> _Records for processing_
>>>

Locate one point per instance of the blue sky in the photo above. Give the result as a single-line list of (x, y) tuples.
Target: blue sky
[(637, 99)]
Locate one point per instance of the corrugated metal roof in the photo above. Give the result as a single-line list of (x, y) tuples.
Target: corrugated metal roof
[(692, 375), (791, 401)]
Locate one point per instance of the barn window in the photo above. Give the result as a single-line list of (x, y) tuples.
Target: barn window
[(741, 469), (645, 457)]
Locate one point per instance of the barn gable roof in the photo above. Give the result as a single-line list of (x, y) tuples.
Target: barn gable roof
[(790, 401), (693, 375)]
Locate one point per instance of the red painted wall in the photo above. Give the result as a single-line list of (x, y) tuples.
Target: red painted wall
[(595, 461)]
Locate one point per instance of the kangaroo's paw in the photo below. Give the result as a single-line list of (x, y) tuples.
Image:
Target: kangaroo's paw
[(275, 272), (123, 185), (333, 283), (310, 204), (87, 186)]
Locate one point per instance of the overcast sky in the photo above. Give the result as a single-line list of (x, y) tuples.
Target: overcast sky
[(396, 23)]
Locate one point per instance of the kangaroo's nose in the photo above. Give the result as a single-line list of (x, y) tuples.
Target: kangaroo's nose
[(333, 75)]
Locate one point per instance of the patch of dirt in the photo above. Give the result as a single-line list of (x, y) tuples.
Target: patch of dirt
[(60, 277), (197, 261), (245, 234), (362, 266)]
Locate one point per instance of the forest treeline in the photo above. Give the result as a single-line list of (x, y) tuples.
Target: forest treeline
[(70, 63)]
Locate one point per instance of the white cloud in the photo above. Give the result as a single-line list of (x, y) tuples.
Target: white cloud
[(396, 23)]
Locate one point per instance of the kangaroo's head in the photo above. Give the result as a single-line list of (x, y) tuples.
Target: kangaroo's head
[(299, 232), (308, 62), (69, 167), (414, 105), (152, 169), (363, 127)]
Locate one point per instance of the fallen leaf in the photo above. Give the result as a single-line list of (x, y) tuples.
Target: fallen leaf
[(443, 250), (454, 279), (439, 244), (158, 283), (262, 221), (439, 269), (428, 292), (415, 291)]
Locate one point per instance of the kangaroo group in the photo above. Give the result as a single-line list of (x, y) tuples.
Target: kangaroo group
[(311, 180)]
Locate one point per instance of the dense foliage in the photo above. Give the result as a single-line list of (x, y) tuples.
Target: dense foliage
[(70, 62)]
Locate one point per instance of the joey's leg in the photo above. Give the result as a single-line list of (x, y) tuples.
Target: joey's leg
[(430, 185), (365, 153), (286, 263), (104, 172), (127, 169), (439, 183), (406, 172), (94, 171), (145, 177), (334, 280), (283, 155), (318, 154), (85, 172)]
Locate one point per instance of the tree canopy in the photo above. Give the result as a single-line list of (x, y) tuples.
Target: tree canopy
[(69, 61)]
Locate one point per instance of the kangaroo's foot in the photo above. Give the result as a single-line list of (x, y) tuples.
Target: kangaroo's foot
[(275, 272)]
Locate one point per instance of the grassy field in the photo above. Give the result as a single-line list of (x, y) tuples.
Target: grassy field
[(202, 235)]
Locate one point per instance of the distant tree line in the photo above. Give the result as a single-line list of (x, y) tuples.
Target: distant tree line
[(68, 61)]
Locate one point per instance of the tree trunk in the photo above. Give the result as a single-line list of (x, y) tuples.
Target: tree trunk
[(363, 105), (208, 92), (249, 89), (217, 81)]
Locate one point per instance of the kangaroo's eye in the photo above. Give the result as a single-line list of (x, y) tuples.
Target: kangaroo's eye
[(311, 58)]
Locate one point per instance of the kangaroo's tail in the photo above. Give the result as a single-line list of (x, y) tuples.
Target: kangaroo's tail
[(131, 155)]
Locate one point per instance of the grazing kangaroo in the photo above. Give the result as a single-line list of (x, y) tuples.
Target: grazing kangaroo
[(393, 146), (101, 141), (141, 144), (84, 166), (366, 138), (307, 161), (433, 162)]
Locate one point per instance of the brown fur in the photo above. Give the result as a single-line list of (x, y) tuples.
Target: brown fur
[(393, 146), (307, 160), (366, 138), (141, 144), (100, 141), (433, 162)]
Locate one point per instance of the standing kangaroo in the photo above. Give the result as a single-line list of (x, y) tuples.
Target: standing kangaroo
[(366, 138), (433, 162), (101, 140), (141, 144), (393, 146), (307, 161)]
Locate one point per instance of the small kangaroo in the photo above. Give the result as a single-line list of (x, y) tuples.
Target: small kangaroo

<<<

> _Problem details_
Could you rewrite the lines from the one containing "Locate one point per instance of the grazing" through the end of the entries, both included and requests kept, resizing every point coordinate in the answers by a factor of 0.95? Round each scaled coordinate to a whole number, halves up, and give only those lines.

> _Answer below_
Locate one point per instance of the grazing kangaroo in the photo above. Give the result as a single-line list of (x, y) tuples.
Target: grazing kangaroo
[(373, 139), (96, 134), (134, 137), (80, 158), (348, 131), (292, 153), (411, 154)]
Locate one point per instance of the brown fur in the photo above. Give the result as a single-line list of (x, y) tuples.
Target: brown fur
[(373, 139), (292, 152), (348, 131), (134, 137), (95, 134), (411, 154)]
Locate one point per instance of the standing kangaroo in the photo above. Give the result as a single-line list of (x, y) tuples.
Target: standing kangaroo
[(348, 131), (411, 154), (96, 133), (134, 137), (373, 139), (292, 153)]
Locate one point per instance of the small kangaroo in the photo above. Give the result as a single-line list of (x, y) tuples.
Target: small kangaroo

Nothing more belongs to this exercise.